— Exercise text —

════

President Gordon B. Hinckley of the Church of Jesus Christ of Latter-day Saints has a thing for history. It has been that way his entire life and especially since becoming church president more than 11 years ago.
Nearly 96 (his birthday is June 23) and on the mend from colon cancer surgery in January, he continues to energize Mormon faithful in the quest to learn more about their history. On Sunday he make a quick trip to Iowa City, Iowa to put an exclamation point to a festival honoring the 150th anniversary of the handcart pioneers.
In June 1856 the first of 10 companies of handcarts left Iowa City for the 1,300 mile trek to the Salt Lake Valley. They were mostly poor immigrants from Europe. They had already journeyed by boat and rail to get to Iowa City and did not have the money to buy and outfit a wagon and team of oxen.
President Hinckley read extensively from the accounts of survivors of the ill-fated Willie and Martin handcart companies. They got a late start in the fall of 1859 and ran into a blizzard in Wyoming. Before a rescue party from Salt Lake could reach them, 220 died. President Hinckley said, “A century and a half of history is now behind us. The Church has reached maturity. There are some twelve million of us a great family scattered through some 160 nations. We have become a power for good in the world. But we must ever look back to those who paid so terrible a price in laying the foundations of this great latter-day work.”
The speech in Iowa City was just the latest in a long line of events, construction and restoration projects President Hinckley has initiated all emphasizing history. He oversaw the push to turn Nauvoo into the “Williamsburg of the Midwest”. The pinnacle of that project was the rebuilding of the Nauvoo temple an icon of Mormonism abandoned during a forced exodus to the west. The temple was eventually destroyed by fire and a tornado.

════

— Dataset entries —
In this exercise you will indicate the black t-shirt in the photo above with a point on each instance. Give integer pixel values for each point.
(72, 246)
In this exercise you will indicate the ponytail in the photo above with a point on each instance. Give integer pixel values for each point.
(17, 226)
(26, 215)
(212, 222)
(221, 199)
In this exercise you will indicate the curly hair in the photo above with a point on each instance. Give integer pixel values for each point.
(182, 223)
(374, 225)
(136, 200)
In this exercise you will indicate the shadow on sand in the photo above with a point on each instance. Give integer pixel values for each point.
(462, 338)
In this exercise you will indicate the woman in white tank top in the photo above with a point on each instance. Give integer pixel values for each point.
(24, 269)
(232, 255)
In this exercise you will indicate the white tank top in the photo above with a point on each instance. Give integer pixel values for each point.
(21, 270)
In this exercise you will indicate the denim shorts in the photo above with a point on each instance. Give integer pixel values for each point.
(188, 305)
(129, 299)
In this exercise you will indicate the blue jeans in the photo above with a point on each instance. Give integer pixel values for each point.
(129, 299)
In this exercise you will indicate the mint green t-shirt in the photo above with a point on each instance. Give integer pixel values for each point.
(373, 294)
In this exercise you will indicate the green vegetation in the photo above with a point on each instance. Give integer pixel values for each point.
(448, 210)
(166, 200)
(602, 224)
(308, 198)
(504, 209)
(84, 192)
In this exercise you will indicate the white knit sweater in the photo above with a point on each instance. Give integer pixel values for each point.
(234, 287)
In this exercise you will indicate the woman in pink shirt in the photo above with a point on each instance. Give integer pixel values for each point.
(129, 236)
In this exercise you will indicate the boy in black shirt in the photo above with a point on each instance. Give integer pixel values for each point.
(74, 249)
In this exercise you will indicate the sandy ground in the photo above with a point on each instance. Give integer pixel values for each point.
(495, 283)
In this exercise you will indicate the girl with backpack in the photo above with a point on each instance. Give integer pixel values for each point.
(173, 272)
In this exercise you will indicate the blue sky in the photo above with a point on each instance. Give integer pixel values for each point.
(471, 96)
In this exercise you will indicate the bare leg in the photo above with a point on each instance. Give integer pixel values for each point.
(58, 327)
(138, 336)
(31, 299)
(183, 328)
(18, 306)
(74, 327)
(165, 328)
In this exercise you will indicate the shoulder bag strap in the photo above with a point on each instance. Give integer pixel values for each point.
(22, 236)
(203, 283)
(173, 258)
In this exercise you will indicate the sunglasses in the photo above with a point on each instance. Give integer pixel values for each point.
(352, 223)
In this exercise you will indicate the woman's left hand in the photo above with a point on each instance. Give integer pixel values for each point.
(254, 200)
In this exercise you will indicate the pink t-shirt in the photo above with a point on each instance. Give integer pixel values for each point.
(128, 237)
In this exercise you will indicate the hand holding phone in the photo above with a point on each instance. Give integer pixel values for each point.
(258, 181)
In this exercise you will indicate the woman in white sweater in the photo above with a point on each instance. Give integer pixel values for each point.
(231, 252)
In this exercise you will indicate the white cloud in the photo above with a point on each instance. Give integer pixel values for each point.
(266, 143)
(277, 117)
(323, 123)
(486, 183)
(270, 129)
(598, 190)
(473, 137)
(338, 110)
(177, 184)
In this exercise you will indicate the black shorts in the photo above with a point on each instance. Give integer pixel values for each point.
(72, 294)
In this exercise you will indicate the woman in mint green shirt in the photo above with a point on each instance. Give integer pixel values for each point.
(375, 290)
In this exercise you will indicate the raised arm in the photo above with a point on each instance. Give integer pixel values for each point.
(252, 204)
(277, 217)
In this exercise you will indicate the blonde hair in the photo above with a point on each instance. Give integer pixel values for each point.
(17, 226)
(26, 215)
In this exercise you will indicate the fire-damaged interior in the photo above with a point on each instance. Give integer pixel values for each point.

════

— Tasks to complete —
[1] Answer these questions from the article about Gordon B. Hinckley and the handcart pioneers:
(a) What date is given as Hinckley's birthday?
(b) How many handcart companies left Iowa City, starting in June 1856?
(c) What eventually destroyed the Nauvoo temple?
[2] Translate this sentence from the article about Gordon B. Hinckley and the handcart pioneers into Spanish: "In June 1856 the first of 10 companies of handcarts left Iowa City for the 1,300 mile trek to the Salt Lake Valley."

— Responses for each task —
[1]
(a) June 23.
(b) Ten.
(c) Fire and a tornado.

[2] En junio de 1856, la primera de 10 compañías de carros de mano partió de Iowa City para emprender la travesía de 1300 millas hasta el valle del Lago Salado.